**EXCERPT PROVIDED**
Methotrexate is the recommended first-line DMARD for children with polyarticular JIA, which is the most common subtype of JIA defined as having five or more affected joints within six months of JIA onset. When disease activity is moderate to high after three months, a biologic, such as a TNF inhibitor, is added to the treatment regimen. Less commonly, an anti-IL 6 agent or abatacept (which inhibits T cells) is added.

Investigators, led by Nicolino Ruperto, M.D., MPH, used combined data from children without concurrent methotrexate use or in those with prior biologic use treated in two multinational phase three trials of intravenous or subcutaneous abatacept. The trials, which also included groups treated with abatacept plus methotrexate, were done at Paediatric Rheumatology International Trials Organisation (PRINTO) and Pediatric Rheumatology Collaborative Study Group (PRCGS) member centers. Ruperto, who is a PRINTO trial senior scientist, presented the findings.

Children in the intravenous abatacept study (aged 6-17 years) who previously had an inadequate response or intolerance to a DMARD received open-label intravenous abatacept for four months at a dosage of 10 mg/kg of body weight.

For the subcutaneous study, which looked at abatacept safety and efficacy in children as young as two years, investigators stratified patients with a prior DMARD failure or intolerance by age (2-5 and 6-17 years) to four  months of weekly weight-based subcutaneous abatacept (10 to <25 kg [50 mg], 25 to <50 kg [87.5 mg], ≥50 kg [125 mg]).

Investigators found no additional benefit at month four  in drug response with abatacept plus methotrexate versus abatacept monotherapy.

**REQUIREMENT 1**
In the passage on abatacept for juvenile arthritis, what dosage did children in the intravenous study receive?
**REQUIREMENT 2**
Continue the passage on abatacept for juvenile arthritis from its final sentence.

**SUPPLIED INFORMATION**
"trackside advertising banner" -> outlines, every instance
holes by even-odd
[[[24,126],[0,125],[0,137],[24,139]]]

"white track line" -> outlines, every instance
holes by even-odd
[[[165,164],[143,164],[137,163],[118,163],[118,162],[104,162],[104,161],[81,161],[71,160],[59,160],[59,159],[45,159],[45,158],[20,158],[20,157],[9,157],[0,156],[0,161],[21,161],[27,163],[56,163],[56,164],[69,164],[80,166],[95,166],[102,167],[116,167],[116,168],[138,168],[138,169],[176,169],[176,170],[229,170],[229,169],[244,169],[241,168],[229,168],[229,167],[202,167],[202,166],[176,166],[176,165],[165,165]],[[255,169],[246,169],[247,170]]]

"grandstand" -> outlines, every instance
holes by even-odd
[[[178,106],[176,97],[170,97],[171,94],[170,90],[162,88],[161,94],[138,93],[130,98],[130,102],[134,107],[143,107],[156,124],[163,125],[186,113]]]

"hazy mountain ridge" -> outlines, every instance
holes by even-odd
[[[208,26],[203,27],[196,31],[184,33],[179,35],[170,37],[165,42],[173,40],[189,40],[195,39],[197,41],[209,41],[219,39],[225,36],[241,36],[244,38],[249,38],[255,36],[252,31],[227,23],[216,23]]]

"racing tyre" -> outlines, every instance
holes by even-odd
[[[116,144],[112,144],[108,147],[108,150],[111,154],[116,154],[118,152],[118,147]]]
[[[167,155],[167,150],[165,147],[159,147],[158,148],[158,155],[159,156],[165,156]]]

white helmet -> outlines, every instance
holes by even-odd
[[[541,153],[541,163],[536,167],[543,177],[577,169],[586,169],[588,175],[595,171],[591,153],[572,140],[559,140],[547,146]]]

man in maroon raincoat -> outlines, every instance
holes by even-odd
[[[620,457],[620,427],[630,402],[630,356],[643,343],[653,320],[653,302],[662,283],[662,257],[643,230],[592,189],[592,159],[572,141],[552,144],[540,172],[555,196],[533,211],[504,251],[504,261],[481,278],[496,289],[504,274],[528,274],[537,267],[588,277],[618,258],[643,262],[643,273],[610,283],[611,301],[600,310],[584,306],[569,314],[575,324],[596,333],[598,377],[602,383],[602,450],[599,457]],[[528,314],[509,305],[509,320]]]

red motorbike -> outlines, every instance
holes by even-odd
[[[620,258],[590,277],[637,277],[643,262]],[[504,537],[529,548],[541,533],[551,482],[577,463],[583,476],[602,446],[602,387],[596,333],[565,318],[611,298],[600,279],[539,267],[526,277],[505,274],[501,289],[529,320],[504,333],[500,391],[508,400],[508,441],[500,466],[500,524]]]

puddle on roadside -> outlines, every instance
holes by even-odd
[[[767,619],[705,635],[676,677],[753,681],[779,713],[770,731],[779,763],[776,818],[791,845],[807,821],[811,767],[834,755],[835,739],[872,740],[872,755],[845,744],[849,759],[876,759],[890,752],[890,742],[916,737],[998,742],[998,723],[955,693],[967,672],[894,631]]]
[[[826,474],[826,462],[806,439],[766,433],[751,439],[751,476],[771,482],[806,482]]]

**ANSWER AREA 1**
They received 10 mg/kg of body weight.

**ANSWER AREA 2**
Efficacy at month four was similar between those treated with abatacept plus methotrexate and those receiving abatacept monotherapy who failed or couldn’t tolerate methotrexate. Adverse events rates were similar between combination treatment and monotherapy groups and between patients previously treated with biologics and biologic-naïve patients.

Biologic-naïve patients in both trials improved more than those previously treated with the agents, and the effect was independent of concurrent methotrexate use. No patients receiving abatacept monotherapy in the subcutaneous study and only a few in the intravenous study developed antibodies to the biologic.

More treatment options for polyarticular JIA are needed for children who can’t tolerate or who don’t respond to methotrexate or TNF agents. Dr. Ruperto and colleagues suggest that rheumatologists consider abatacept monotherapy in patients with prior biologic use if methotrexate treatment is inappropriate. Currently, according to the "2019 American College of Rheumatology/Arthritis Foundation Guideline for the Treatment of Juvenile Idiopathic Arthritis: Therapeutic Approaches for Non-Systemic Polyarthritis, Sacroiliitis, and Enthesitis," treatment with a biologic (etanercept, adalimumab, golimumab, abatacept, or tocilizumab) in combination with a DMARD, such as methotrexate, is conditionally recommended over biologic monotherapy.

 

DISCLOSURES
Dr. Ruperto reported disclosures related to AbbVie, Abbvie, Ablynx, Astrazeneca-Medimmune, Biogen, Boehringer, Bristol Myers and Squibb, Eli-Lilly, EMD Serono, Glaxo Smith and Kline, F Hoffmann-La Roche, Janssen, Novartis, Pfizer, Sobi, Boehringer Ingelheim, EMD Serono, Hoffmann-La Roche, Merck, R-Pharma, Sano Servier, Sinergie, Sobi and Takeda, and Takeda.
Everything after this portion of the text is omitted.